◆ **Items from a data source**
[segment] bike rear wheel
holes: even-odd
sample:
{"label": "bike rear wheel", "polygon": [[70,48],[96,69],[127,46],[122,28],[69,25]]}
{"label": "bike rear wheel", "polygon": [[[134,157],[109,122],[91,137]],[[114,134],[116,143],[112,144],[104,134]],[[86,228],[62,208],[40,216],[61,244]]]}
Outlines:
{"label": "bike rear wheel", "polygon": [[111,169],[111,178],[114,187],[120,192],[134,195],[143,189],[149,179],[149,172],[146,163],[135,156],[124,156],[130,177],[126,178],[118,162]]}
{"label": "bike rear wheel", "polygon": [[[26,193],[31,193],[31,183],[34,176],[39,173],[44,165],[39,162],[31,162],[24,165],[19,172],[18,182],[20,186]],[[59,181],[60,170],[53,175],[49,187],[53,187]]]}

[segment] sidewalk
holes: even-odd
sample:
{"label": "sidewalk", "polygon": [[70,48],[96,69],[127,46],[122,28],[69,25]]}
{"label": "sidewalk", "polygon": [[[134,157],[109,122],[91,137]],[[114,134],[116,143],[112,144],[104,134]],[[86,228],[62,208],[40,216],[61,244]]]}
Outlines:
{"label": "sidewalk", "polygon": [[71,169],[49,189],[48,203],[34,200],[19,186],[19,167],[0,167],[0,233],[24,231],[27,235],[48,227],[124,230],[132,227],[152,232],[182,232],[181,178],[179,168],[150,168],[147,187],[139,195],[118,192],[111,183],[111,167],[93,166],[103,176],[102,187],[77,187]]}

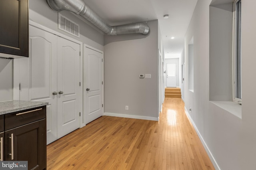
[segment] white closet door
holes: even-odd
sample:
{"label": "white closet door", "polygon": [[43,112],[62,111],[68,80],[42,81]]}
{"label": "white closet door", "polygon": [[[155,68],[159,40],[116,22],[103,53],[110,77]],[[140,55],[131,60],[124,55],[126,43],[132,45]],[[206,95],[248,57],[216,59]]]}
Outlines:
{"label": "white closet door", "polygon": [[80,44],[58,37],[58,138],[80,127]]}
{"label": "white closet door", "polygon": [[[57,140],[57,36],[32,26],[29,27],[29,57],[27,68],[21,73],[29,77],[28,99],[48,102],[46,106],[47,143]],[[24,63],[23,65],[26,65]],[[23,70],[27,68],[24,68]],[[29,76],[28,76],[29,75]],[[21,98],[26,96],[26,82],[22,83]],[[24,90],[24,91],[23,91]],[[27,93],[26,93],[28,94]],[[21,100],[26,99],[21,99]]]}
{"label": "white closet door", "polygon": [[84,48],[86,80],[85,122],[87,124],[102,116],[102,53],[87,47]]}

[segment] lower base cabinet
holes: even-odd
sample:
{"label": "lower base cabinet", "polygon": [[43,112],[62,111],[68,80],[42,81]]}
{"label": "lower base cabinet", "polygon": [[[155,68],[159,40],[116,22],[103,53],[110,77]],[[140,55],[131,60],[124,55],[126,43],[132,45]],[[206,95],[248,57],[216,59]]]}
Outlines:
{"label": "lower base cabinet", "polygon": [[44,106],[4,115],[3,160],[27,161],[28,170],[46,169],[46,115]]}

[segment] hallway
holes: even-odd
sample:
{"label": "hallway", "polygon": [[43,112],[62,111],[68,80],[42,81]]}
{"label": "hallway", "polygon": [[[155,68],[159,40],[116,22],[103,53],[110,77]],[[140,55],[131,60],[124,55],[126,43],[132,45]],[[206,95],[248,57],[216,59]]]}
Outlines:
{"label": "hallway", "polygon": [[159,121],[102,116],[47,146],[47,169],[214,170],[181,99]]}

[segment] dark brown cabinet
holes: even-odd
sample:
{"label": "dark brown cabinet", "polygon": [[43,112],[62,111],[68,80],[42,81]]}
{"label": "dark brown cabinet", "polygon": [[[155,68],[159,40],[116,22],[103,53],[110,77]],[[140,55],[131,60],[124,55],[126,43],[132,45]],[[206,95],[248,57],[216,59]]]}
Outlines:
{"label": "dark brown cabinet", "polygon": [[4,160],[28,161],[29,170],[46,169],[46,106],[4,116]]}
{"label": "dark brown cabinet", "polygon": [[28,57],[28,0],[0,0],[0,53]]}
{"label": "dark brown cabinet", "polygon": [[0,161],[4,160],[4,132],[0,132]]}

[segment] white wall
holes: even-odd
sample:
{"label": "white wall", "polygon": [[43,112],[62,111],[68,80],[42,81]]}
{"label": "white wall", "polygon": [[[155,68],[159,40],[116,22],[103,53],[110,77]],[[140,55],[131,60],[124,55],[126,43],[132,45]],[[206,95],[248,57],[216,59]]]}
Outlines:
{"label": "white wall", "polygon": [[[108,115],[158,120],[158,22],[148,24],[150,31],[147,36],[104,36],[104,111]],[[151,74],[151,78],[140,79],[140,74]]]}
{"label": "white wall", "polygon": [[13,60],[0,58],[0,102],[12,100]]}
{"label": "white wall", "polygon": [[[83,42],[88,45],[103,51],[104,36],[100,31],[93,28],[71,12],[62,11],[64,16],[80,26],[80,37],[77,38],[58,28],[58,12],[53,10],[44,0],[29,1],[29,19],[54,30]],[[94,27],[95,28],[95,27]]]}
{"label": "white wall", "polygon": [[[218,106],[209,101],[210,71],[211,70],[209,65],[211,67],[214,65],[211,65],[212,63],[210,61],[212,61],[209,59],[209,42],[212,40],[210,38],[213,38],[212,36],[214,36],[214,34],[211,35],[209,32],[209,5],[211,1],[198,0],[185,37],[185,77],[187,77],[188,74],[188,65],[186,64],[188,61],[188,45],[193,36],[194,50],[194,92],[188,90],[188,82],[185,81],[185,108],[188,110],[191,107],[192,111],[188,111],[188,115],[210,154],[212,160],[216,163],[214,165],[216,168],[255,170],[256,112],[254,97],[256,95],[256,79],[254,77],[253,73],[256,72],[256,34],[254,34],[256,23],[252,21],[256,18],[254,8],[256,1],[242,1],[242,119],[234,115],[232,111],[225,109],[225,107]],[[221,23],[220,22],[216,24]],[[215,33],[215,35],[219,36],[217,34]],[[212,55],[211,57],[216,55],[216,53],[210,53]],[[221,83],[220,80],[217,81]],[[223,105],[225,106],[225,104]],[[239,108],[239,106],[236,106],[230,109]],[[238,110],[236,111],[239,112]]]}
{"label": "white wall", "polygon": [[[185,67],[186,65],[186,64],[184,64],[185,63],[185,52],[184,51],[184,49],[182,50],[181,54],[180,55],[180,91],[181,92],[181,98],[183,100],[183,101],[184,101],[185,100],[185,94],[184,93],[184,84],[185,81],[187,80],[188,78],[186,77],[184,77],[184,81],[183,81],[182,83],[182,65],[183,65],[183,67]],[[184,67],[185,69],[185,67]],[[184,69],[184,71],[185,71],[185,69]],[[185,73],[184,73],[184,75],[185,75]]]}

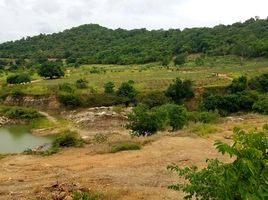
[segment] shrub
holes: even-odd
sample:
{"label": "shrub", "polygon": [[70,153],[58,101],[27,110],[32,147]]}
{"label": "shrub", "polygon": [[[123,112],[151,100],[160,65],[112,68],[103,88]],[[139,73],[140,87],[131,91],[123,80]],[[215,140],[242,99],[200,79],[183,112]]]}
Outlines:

◆ **DIRECTION**
From the entries above, output every line exactly and omit any image.

◆ **FINISHED TASK**
[segment] bike rear wheel
holes: even-odd
sample:
{"label": "bike rear wheel", "polygon": [[70,48],[96,69],[127,46],[122,28],[69,25]]}
{"label": "bike rear wheel", "polygon": [[[134,157],[109,122],[91,137]],[[114,134],[116,143],[112,144],[104,134]],[[86,228],[62,208],[40,216],[61,244]]]}
Outlines:
{"label": "bike rear wheel", "polygon": [[111,169],[111,178],[114,187],[120,192],[134,195],[143,189],[149,179],[149,172],[146,163],[135,156],[124,156],[130,177],[126,178],[118,162]]}
{"label": "bike rear wheel", "polygon": [[[26,193],[31,193],[31,183],[34,176],[39,173],[44,165],[39,162],[31,162],[24,165],[19,172],[18,182],[20,186]],[[59,181],[60,170],[53,175],[49,187],[53,187]]]}

[segment] sidewalk
holes: even-odd
sample:
{"label": "sidewalk", "polygon": [[70,48],[96,69],[127,46],[122,28],[69,25]]}
{"label": "sidewalk", "polygon": [[[134,157],[109,122],[91,137]],[[114,134],[116,143],[112,144],[104,134]],[[86,228],[62,208],[40,216],[61,244]]]}
Outlines:
{"label": "sidewalk", "polygon": [[71,169],[49,189],[48,203],[34,200],[19,186],[19,167],[0,167],[0,233],[24,231],[27,235],[48,227],[124,230],[132,227],[152,232],[182,232],[181,178],[179,168],[150,168],[147,187],[139,195],[118,192],[111,183],[111,167],[93,166],[103,176],[102,187],[77,187]]}

[segment] white closet door
holes: even-odd
sample:
{"label": "white closet door", "polygon": [[43,112],[62,111],[68,80],[42,81]]}
{"label": "white closet door", "polygon": [[[155,68],[159,40],[116,22],[103,53],[110,77]],[[140,55],[131,60],[124,55],[126,43],[132,45]],[[206,95],[248,57],[216,59]]]}
Outlines:
{"label": "white closet door", "polygon": [[80,44],[58,37],[58,138],[80,127]]}
{"label": "white closet door", "polygon": [[[57,140],[57,36],[32,26],[29,27],[29,57],[27,68],[21,73],[29,77],[28,99],[48,102],[46,106],[47,143]],[[24,63],[23,65],[26,65]],[[23,70],[27,68],[24,68]],[[29,76],[28,76],[29,75]],[[21,98],[26,96],[26,82],[22,83]],[[24,90],[24,91],[23,91]],[[27,93],[26,93],[28,94]],[[21,100],[26,99],[21,99]]]}
{"label": "white closet door", "polygon": [[84,48],[86,80],[85,122],[87,124],[102,116],[102,53],[87,47]]}

[segment] lower base cabinet
holes: even-odd
sample:
{"label": "lower base cabinet", "polygon": [[43,112],[62,111],[68,80],[42,81]]}
{"label": "lower base cabinet", "polygon": [[[155,68],[159,40],[116,22],[103,53],[110,77]],[[140,55],[131,60],[124,55],[126,43],[132,45]],[[206,95],[248,57],[216,59]]]}
Outlines:
{"label": "lower base cabinet", "polygon": [[44,106],[4,115],[3,160],[27,161],[28,170],[46,169],[46,115]]}

[segment] hallway
holes: even-odd
sample:
{"label": "hallway", "polygon": [[43,112],[62,111],[68,80],[42,81]]}
{"label": "hallway", "polygon": [[[155,68],[159,40],[116,22],[103,53],[110,77]],[[140,55],[131,60],[124,55],[126,43],[132,45]],[[206,95],[248,57],[216,59]]]}
Outlines:
{"label": "hallway", "polygon": [[159,121],[102,116],[47,146],[47,169],[214,170],[181,99]]}

[segment] dark brown cabinet
holes: even-odd
sample:
{"label": "dark brown cabinet", "polygon": [[43,112],[62,111],[68,80],[42,81]]}
{"label": "dark brown cabinet", "polygon": [[[155,68],[159,40],[116,22],[103,53],[110,77]],[[140,55],[131,60],[124,55],[126,43],[132,45]],[[206,95],[248,57],[216,59]]]}
Outlines:
{"label": "dark brown cabinet", "polygon": [[4,160],[28,161],[29,170],[46,169],[46,106],[4,116]]}
{"label": "dark brown cabinet", "polygon": [[28,57],[28,0],[0,0],[0,53]]}
{"label": "dark brown cabinet", "polygon": [[0,161],[4,160],[4,132],[0,132]]}

[segment] white wall
holes: even-odd
sample:
{"label": "white wall", "polygon": [[43,112],[62,111],[68,80],[42,81]]}
{"label": "white wall", "polygon": [[[155,68],[159,40],[116,22],[103,53],[110,77]],[[140,55],[131,60],[124,55],[126,43],[132,45]],[[206,95],[248,57],[216,59]]]}
Outlines:
{"label": "white wall", "polygon": [[[108,115],[158,120],[158,22],[148,24],[150,31],[147,36],[104,36],[104,111]],[[151,74],[151,78],[140,79],[140,74]]]}
{"label": "white wall", "polygon": [[13,60],[0,58],[0,102],[12,100]]}
{"label": "white wall", "polygon": [[[83,42],[88,45],[103,51],[104,36],[100,31],[93,28],[71,12],[62,11],[64,16],[80,26],[80,37],[77,38],[58,28],[58,12],[53,10],[44,0],[29,1],[29,19],[54,30]],[[94,27],[95,28],[95,27]]]}
{"label": "white wall", "polygon": [[[218,106],[209,101],[210,71],[211,70],[209,65],[211,67],[214,65],[211,65],[212,63],[210,61],[212,61],[209,59],[209,42],[212,40],[210,38],[213,38],[212,36],[214,36],[214,34],[211,35],[209,32],[209,5],[211,1],[198,0],[185,37],[185,77],[187,77],[188,74],[188,65],[186,64],[188,61],[188,45],[193,36],[194,50],[194,92],[188,90],[188,82],[185,81],[185,108],[188,110],[191,107],[192,111],[188,111],[188,115],[210,154],[212,160],[216,163],[214,165],[216,168],[255,170],[256,112],[254,97],[256,95],[256,79],[254,77],[253,73],[256,72],[256,34],[254,34],[256,23],[252,21],[256,18],[254,8],[256,1],[242,1],[242,119],[234,115],[232,111],[225,109],[225,107]],[[221,23],[220,22],[216,24]],[[215,33],[215,35],[219,36],[217,34]],[[212,55],[211,57],[216,55],[216,53],[210,53]],[[221,83],[220,80],[217,81]],[[223,105],[225,106],[225,104]],[[239,108],[239,106],[236,106],[230,109]],[[238,110],[236,111],[239,112]]]}
{"label": "white wall", "polygon": [[[185,67],[186,65],[186,64],[184,64],[185,63],[185,52],[184,51],[184,49],[182,50],[181,54],[180,55],[180,91],[181,92],[181,98],[183,100],[183,101],[184,101],[185,100],[185,94],[184,93],[184,84],[185,81],[187,80],[188,78],[186,77],[184,77],[184,81],[183,81],[182,83],[182,65],[183,65],[183,67]],[[184,67],[185,69],[185,67]],[[184,69],[184,71],[185,71],[185,69]],[[185,73],[184,73],[184,75],[185,75]]]}

[segment] shrub
holes: even-odd
sample:
{"label": "shrub", "polygon": [[70,153],[58,101],[27,110],[32,147]]}
{"label": "shrub", "polygon": [[[123,112],[151,100],[160,65],[112,68],[103,88]],[[139,73],[140,87],[131,91],[123,80]],[[215,140],[242,99],[200,79],[183,112]]]}
Outlines:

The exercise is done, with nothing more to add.